- **PROBLEM TO SOLVE**: Change "top-left" to "upper-left" in the rows below, and keep everything else the same.
————————
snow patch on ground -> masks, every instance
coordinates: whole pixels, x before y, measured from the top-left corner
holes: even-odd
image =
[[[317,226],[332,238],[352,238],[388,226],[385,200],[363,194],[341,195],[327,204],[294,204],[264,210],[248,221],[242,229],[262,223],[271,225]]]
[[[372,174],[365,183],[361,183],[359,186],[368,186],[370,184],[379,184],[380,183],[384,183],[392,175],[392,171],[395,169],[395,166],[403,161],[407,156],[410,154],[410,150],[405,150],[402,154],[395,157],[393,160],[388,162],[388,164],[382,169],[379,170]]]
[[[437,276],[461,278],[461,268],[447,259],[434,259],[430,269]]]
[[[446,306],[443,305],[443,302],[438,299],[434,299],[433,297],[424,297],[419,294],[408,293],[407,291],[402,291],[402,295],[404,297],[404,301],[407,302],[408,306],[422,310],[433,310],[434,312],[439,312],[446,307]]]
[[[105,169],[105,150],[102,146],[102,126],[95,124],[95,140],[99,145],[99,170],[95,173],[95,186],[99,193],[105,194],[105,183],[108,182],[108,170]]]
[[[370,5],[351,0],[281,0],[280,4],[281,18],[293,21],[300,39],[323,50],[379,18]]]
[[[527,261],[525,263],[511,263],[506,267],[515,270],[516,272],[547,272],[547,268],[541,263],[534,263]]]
————————
- **EXERCISE ANSWER**:
snow patch on ground -> masks, every instance
coordinates: whole pixels, x before y, measured from the upper-left corner
holes: even-odd
image =
[[[317,226],[332,238],[352,238],[388,226],[385,200],[363,194],[341,195],[327,204],[294,204],[264,210],[248,221],[242,229],[262,223],[271,225]]]
[[[372,174],[365,183],[361,183],[359,186],[368,186],[370,184],[379,184],[380,183],[384,183],[392,175],[392,171],[395,169],[395,166],[403,161],[407,156],[410,154],[410,150],[405,150],[402,154],[395,157],[393,160],[388,162],[388,164],[382,169],[379,170]]]
[[[437,276],[461,278],[461,268],[447,259],[434,259],[430,269]]]
[[[446,306],[443,305],[443,302],[438,299],[434,299],[433,297],[424,297],[419,294],[408,293],[407,291],[402,291],[402,295],[404,297],[404,301],[407,302],[408,306],[422,310],[433,310],[434,312],[439,312],[446,307]]]
[[[105,169],[105,150],[102,146],[102,126],[95,124],[95,140],[99,145],[99,170],[95,173],[95,186],[99,193],[105,194],[105,183],[108,182],[108,170]]]
[[[370,5],[351,0],[281,0],[280,4],[281,18],[293,21],[300,39],[323,50],[379,18]]]
[[[527,261],[525,263],[511,263],[506,267],[515,270],[516,272],[547,272],[547,268],[541,263],[534,263]]]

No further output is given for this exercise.